[Data entries]
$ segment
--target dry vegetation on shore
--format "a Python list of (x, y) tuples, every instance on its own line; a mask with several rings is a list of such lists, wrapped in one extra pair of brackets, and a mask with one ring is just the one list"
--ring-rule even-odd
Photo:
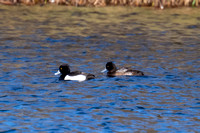
[(199, 6), (200, 0), (0, 0), (6, 5), (45, 5), (48, 3), (67, 6), (153, 6), (164, 7)]

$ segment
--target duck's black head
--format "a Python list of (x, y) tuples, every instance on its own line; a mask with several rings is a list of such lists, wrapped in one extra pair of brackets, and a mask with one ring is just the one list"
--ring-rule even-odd
[(59, 67), (59, 71), (62, 75), (68, 75), (70, 73), (69, 65), (63, 64)]
[(117, 71), (117, 67), (112, 62), (107, 62), (106, 69), (108, 70), (108, 72), (115, 72), (115, 71)]

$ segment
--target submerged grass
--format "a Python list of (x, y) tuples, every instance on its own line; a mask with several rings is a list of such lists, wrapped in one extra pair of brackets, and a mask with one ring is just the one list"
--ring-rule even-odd
[(153, 6), (163, 9), (164, 7), (199, 6), (200, 0), (0, 0), (7, 5), (47, 4), (68, 6)]

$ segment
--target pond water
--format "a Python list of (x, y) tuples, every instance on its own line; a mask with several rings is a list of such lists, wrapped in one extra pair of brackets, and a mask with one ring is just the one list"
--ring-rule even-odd
[[(200, 132), (199, 12), (0, 5), (0, 132)], [(96, 79), (59, 81), (63, 63)]]

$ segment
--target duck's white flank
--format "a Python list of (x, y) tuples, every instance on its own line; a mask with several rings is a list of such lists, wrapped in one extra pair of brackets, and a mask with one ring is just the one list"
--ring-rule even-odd
[(58, 70), (56, 73), (54, 73), (54, 75), (58, 75), (58, 74), (60, 74), (60, 71)]
[(76, 76), (66, 75), (64, 80), (77, 80), (79, 82), (82, 82), (86, 80), (86, 76), (85, 75), (76, 75)]

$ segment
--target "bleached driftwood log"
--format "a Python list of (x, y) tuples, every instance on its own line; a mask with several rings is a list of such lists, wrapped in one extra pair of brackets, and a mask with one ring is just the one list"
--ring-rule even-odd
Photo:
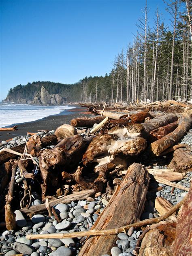
[[(143, 210), (149, 181), (149, 175), (141, 165), (131, 165), (92, 229), (117, 228), (135, 222)], [(89, 237), (79, 255), (110, 254), (116, 239), (115, 235)]]
[(149, 146), (150, 150), (156, 156), (159, 156), (164, 150), (177, 143), (189, 130), (192, 124), (192, 109), (188, 109), (183, 114), (177, 128), (152, 143)]

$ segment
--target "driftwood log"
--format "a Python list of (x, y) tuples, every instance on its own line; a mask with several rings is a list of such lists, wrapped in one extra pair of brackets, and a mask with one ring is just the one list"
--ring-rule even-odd
[[(73, 194), (68, 195), (63, 197), (49, 201), (51, 207), (60, 203), (68, 204), (72, 201), (83, 200), (89, 196), (91, 196), (95, 193), (94, 190), (85, 190), (82, 191), (74, 192)], [(24, 207), (20, 210), (22, 212), (27, 215), (37, 214), (45, 213), (47, 211), (45, 203), (38, 205), (31, 206), (29, 208)]]
[[(135, 222), (143, 210), (149, 181), (149, 175), (141, 165), (134, 163), (131, 165), (92, 229), (117, 228)], [(116, 239), (115, 235), (90, 237), (79, 255), (110, 254)]]
[(191, 182), (187, 201), (182, 206), (177, 218), (175, 239), (173, 246), (174, 256), (192, 254), (192, 188)]
[(170, 157), (171, 162), (168, 166), (178, 172), (192, 171), (192, 158), (190, 150), (186, 148), (176, 149)]
[(154, 141), (164, 137), (168, 133), (173, 132), (177, 127), (177, 121), (176, 121), (174, 123), (169, 124), (162, 127), (159, 127), (158, 129), (154, 130), (150, 132), (151, 141)]
[(94, 124), (99, 124), (105, 117), (101, 116), (96, 117), (92, 118), (81, 117), (72, 119), (70, 124), (74, 127), (87, 127), (91, 128)]
[(177, 143), (189, 130), (192, 124), (192, 109), (188, 109), (183, 114), (177, 128), (152, 143), (149, 146), (149, 150), (156, 156), (159, 156), (164, 150)]

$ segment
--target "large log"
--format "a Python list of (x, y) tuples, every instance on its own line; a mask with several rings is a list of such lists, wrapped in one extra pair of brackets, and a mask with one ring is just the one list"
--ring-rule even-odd
[[(72, 201), (83, 200), (89, 196), (91, 196), (95, 192), (93, 189), (85, 190), (82, 191), (75, 192), (73, 194), (68, 195), (61, 198), (49, 201), (51, 207), (60, 203), (68, 204)], [(38, 205), (31, 206), (29, 208), (25, 207), (20, 210), (21, 211), (26, 214), (37, 214), (45, 213), (47, 210), (45, 203)]]
[(191, 228), (192, 226), (192, 187), (188, 194), (187, 201), (182, 206), (179, 211), (173, 245), (174, 256), (191, 255)]
[(99, 124), (103, 120), (104, 117), (101, 116), (96, 117), (92, 118), (81, 117), (72, 119), (70, 124), (75, 127), (87, 127), (91, 128), (94, 124)]
[(176, 149), (170, 158), (171, 162), (168, 168), (173, 169), (175, 171), (186, 172), (192, 171), (192, 158), (190, 150), (186, 148)]
[[(149, 181), (149, 175), (141, 164), (131, 165), (92, 229), (117, 228), (137, 221), (143, 209)], [(110, 254), (116, 239), (114, 235), (89, 237), (79, 256)]]
[(192, 124), (192, 109), (188, 109), (183, 114), (177, 128), (163, 138), (151, 143), (149, 150), (156, 156), (159, 156), (164, 150), (177, 143), (189, 130)]
[[(12, 147), (11, 149), (14, 151), (19, 153), (23, 154), (24, 151), (25, 144), (23, 144), (20, 146), (17, 146)], [(18, 156), (14, 154), (11, 154), (6, 151), (2, 151), (0, 153), (0, 164), (6, 162), (8, 162), (11, 159), (15, 159), (18, 158)]]

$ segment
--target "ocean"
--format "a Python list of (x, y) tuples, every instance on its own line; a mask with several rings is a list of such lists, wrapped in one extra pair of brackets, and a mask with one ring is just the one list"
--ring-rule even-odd
[(0, 127), (38, 120), (49, 115), (59, 114), (74, 107), (67, 105), (37, 106), (15, 104), (14, 102), (0, 103)]

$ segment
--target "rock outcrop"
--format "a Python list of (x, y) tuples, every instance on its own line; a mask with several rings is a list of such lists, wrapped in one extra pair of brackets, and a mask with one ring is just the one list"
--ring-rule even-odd
[(34, 97), (32, 104), (36, 105), (61, 105), (65, 102), (65, 99), (60, 94), (49, 94), (44, 86)]

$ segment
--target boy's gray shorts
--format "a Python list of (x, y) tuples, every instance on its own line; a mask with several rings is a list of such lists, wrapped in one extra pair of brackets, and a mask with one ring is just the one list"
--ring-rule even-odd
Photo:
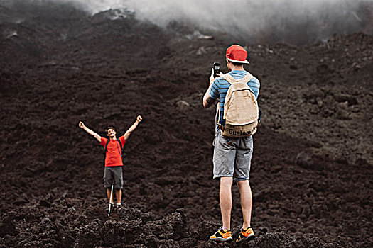
[(104, 173), (104, 185), (105, 188), (111, 188), (114, 180), (114, 188), (123, 188), (123, 167), (105, 167)]
[(214, 179), (233, 176), (234, 181), (249, 179), (254, 149), (252, 136), (226, 138), (218, 130), (214, 140)]

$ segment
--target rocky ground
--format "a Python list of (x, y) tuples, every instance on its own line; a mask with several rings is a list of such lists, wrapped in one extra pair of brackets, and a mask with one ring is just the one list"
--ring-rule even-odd
[[(373, 246), (372, 35), (302, 47), (238, 40), (261, 83), (250, 179), (257, 238), (217, 244), (208, 241), (220, 218), (215, 109), (201, 102), (212, 63), (224, 64), (237, 40), (131, 12), (19, 9), (0, 4), (0, 247)], [(137, 114), (125, 206), (109, 218), (104, 150), (77, 123), (104, 135)], [(237, 186), (233, 196), (237, 234)]]

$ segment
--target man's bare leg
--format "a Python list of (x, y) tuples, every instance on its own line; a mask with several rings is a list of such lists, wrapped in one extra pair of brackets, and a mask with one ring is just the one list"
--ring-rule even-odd
[(114, 196), (114, 195), (112, 196), (112, 200), (110, 200), (110, 195), (112, 194), (112, 190), (110, 189), (110, 188), (107, 188), (106, 193), (107, 195), (107, 198), (109, 199), (109, 202), (110, 203), (114, 203), (114, 201), (113, 201), (114, 199), (113, 199), (112, 196)]
[(223, 230), (230, 230), (230, 215), (232, 210), (232, 177), (220, 178), (220, 210), (223, 222)]
[(249, 180), (237, 181), (238, 188), (241, 194), (241, 208), (244, 215), (244, 224), (242, 228), (250, 227), (252, 219), (252, 195)]
[(115, 191), (115, 196), (117, 196), (117, 203), (121, 203), (121, 188)]

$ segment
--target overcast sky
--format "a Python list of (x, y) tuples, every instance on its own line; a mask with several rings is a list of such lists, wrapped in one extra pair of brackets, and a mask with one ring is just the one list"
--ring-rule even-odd
[[(172, 21), (232, 34), (258, 34), (275, 30), (279, 35), (309, 29), (323, 39), (334, 33), (360, 31), (373, 0), (25, 0), (72, 2), (91, 14), (124, 8), (161, 26)], [(364, 7), (362, 7), (364, 6)], [(362, 11), (364, 9), (364, 11)], [(291, 29), (293, 30), (289, 30)], [(370, 28), (372, 29), (372, 28)], [(276, 34), (275, 34), (276, 35)]]

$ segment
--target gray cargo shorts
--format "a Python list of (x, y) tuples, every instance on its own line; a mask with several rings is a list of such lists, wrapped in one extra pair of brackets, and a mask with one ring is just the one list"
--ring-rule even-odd
[(114, 183), (114, 188), (123, 188), (123, 167), (105, 167), (104, 173), (104, 185), (105, 188), (111, 188)]
[(213, 145), (214, 179), (232, 176), (234, 181), (248, 180), (254, 149), (252, 136), (226, 138), (219, 129)]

What you have to do –
Give the lines from the start through the line containing "(47, 4), (68, 6)]", inclusive, again, with each "segment" switched to "trace" and nothing else changed. Leave the pictures out of your answer.

Complete answer –
$ trace
--target dry vegetation on shore
--format "a Python list of (x, y) tuples, every instance on its own line; a mask with several rings is a list of such lists, wrapped in one extra pair of brackets, and a mask with one ring is just the one list"
--ring-rule even-odd
Photo:
[(199, 6), (200, 0), (0, 0), (6, 5), (45, 5), (48, 3), (67, 6), (153, 6), (164, 7)]

$ trace
--target duck's black head
--format "a Python list of (x, y) tuples, every instance on its own line; a mask with several rings is a list of such lists, wrapped in one extra pair of brackets, and a mask with one ring is just the one list"
--ring-rule even-odd
[(59, 67), (59, 71), (62, 75), (68, 75), (70, 73), (69, 65), (63, 64)]
[(117, 71), (117, 67), (112, 62), (107, 62), (106, 69), (108, 70), (108, 72), (115, 72), (115, 71)]

$ trace
--target submerged grass
--format "a Python list of (x, y) tuples, every instance on its own line; a mask with several rings is a list of such lists, wrapped in one extra pair of brackets, and a mask with one ring is just the one list"
--ring-rule even-odd
[(153, 6), (163, 9), (164, 7), (199, 6), (200, 0), (0, 0), (7, 5), (47, 4), (68, 6)]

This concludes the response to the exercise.